* _Exercise description_: When you reach the line in the data below that contains "Check that each instance of the dirt", please start repeating lines exactly, and stop after the line that contains "Check that each instance of the prickly", repeating nothing else.

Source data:
• • • • •
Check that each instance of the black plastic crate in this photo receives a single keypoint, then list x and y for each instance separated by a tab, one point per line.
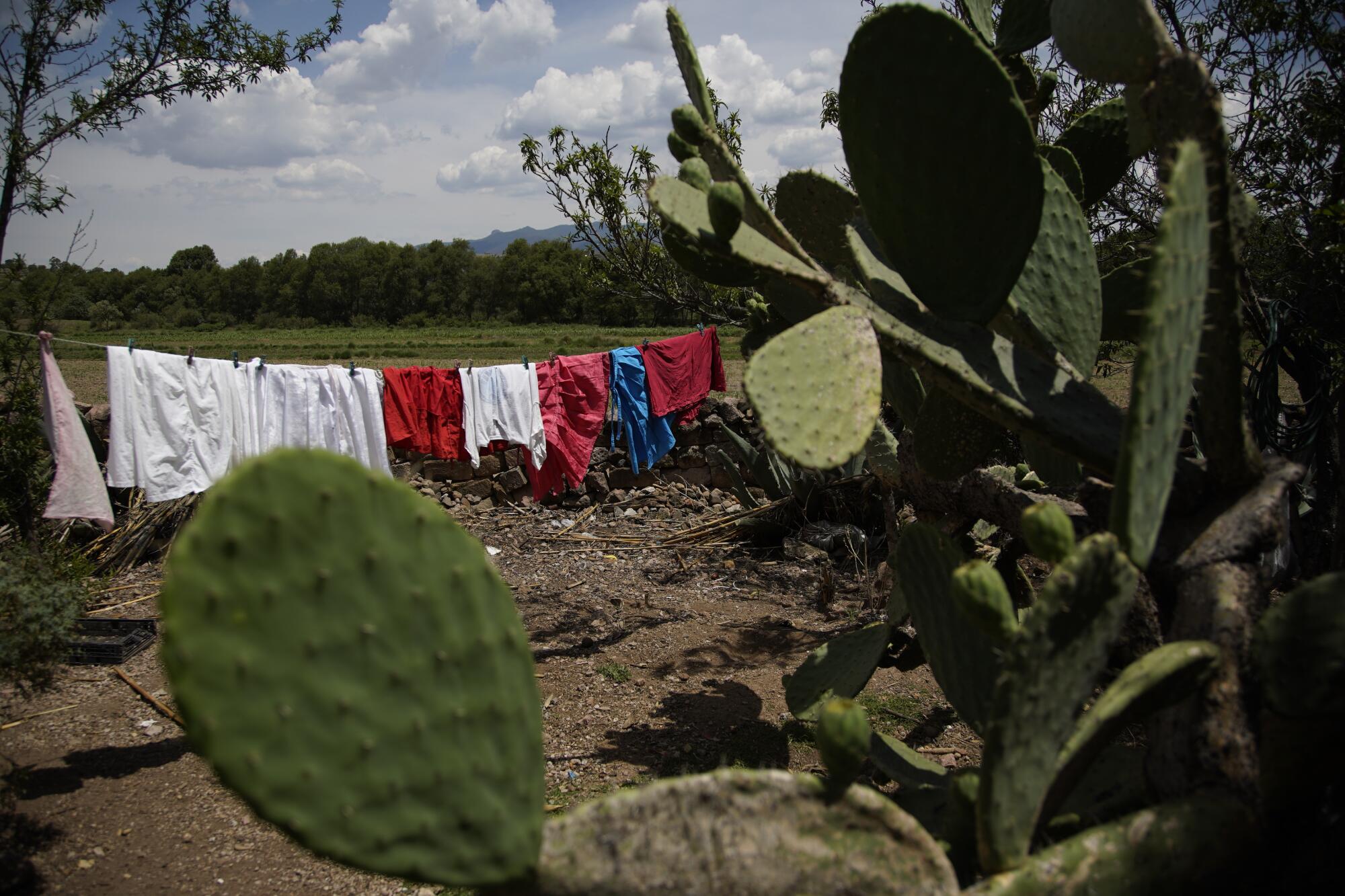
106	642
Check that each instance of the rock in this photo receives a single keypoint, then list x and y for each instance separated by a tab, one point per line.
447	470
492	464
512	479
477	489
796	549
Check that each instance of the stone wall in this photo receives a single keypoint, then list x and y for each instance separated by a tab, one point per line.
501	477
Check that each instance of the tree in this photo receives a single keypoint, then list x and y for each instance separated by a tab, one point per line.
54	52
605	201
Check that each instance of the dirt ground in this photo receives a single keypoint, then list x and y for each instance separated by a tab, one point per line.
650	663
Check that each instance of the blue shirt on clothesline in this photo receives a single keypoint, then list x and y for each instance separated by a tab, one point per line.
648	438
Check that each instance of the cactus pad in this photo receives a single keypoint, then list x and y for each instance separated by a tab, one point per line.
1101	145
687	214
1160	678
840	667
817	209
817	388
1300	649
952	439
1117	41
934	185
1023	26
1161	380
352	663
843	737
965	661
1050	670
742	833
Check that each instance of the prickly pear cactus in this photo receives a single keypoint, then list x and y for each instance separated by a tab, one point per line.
• • • • •
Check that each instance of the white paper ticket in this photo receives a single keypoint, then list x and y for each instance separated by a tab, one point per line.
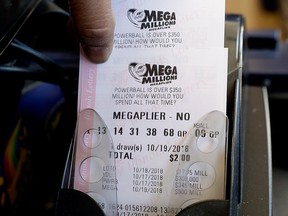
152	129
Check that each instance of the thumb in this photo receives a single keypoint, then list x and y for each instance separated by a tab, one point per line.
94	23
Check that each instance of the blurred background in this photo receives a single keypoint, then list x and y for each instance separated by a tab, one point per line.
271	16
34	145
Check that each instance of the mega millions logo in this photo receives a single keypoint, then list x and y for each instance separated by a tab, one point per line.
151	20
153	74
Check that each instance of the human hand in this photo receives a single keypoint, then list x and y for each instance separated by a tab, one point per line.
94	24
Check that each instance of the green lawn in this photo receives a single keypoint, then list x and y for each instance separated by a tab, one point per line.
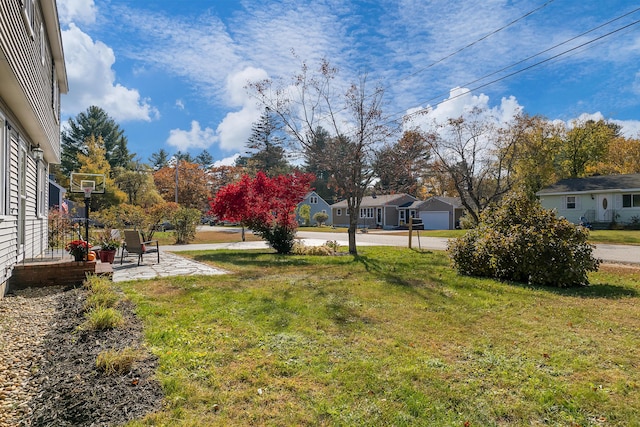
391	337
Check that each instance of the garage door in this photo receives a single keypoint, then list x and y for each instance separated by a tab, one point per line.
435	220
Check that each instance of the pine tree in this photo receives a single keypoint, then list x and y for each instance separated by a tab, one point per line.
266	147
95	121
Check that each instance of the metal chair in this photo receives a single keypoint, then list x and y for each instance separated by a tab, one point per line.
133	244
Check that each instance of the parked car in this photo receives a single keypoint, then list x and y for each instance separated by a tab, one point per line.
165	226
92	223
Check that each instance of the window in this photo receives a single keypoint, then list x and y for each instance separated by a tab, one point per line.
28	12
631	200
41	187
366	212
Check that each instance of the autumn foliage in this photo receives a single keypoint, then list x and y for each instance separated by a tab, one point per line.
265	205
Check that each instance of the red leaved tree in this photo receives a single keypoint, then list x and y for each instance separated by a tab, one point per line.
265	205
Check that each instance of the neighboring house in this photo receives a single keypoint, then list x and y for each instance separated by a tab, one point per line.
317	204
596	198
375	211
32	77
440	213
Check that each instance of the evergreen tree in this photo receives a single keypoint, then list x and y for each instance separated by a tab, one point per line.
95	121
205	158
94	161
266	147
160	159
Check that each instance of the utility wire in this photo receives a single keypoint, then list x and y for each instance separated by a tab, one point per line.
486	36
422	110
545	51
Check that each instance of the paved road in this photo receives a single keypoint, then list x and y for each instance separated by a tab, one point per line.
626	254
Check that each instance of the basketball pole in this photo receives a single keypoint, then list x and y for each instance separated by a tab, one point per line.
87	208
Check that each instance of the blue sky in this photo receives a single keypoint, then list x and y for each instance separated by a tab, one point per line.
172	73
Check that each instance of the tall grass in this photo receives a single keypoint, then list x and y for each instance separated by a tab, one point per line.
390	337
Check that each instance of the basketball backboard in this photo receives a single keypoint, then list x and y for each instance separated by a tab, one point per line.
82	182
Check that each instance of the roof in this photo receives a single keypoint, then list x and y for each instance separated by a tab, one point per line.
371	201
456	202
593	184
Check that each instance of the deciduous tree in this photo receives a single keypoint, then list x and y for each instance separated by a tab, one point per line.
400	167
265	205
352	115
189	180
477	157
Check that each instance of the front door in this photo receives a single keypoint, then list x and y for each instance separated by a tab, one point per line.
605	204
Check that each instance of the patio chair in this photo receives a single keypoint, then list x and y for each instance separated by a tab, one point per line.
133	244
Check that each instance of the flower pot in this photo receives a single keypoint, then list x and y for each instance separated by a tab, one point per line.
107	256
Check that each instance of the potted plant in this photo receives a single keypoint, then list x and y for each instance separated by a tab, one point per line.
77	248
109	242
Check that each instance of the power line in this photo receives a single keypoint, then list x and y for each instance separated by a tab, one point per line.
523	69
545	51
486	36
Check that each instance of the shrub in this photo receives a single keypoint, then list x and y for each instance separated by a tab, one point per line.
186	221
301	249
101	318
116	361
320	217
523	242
• • • • •
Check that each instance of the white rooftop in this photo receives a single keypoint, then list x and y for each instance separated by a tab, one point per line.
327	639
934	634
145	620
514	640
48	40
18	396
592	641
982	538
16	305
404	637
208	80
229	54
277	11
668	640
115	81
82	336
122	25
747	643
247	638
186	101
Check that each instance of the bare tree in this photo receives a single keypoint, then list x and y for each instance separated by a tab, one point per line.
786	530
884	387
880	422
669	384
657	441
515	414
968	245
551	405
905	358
• • • • •
* _Task result_:
Check that each instance of the dirt ground in this photo receives a single keypoint, then list x and y for each instance separated by a tab, one point per line.
650	663
Check that each instance of the blue shirt on clothesline in this photo receives a single keypoint, then list x and y for each instance separated by a tab, one point per line.
648	438
Check that each instance of the cactus pad in this photo receives a single keypoint, then list x and y for each instance separated by a tab, one point per line.
1101	145
687	214
1160	678
840	667
817	209
817	388
1300	649
952	439
1117	41
934	185
1023	26
1161	380
352	663
843	737
965	661
1050	670
742	833
Check that each instance of the prickly pear cactus in this photo receives a single keypoint, then list x and y for each instance separated by a tab, one point per line.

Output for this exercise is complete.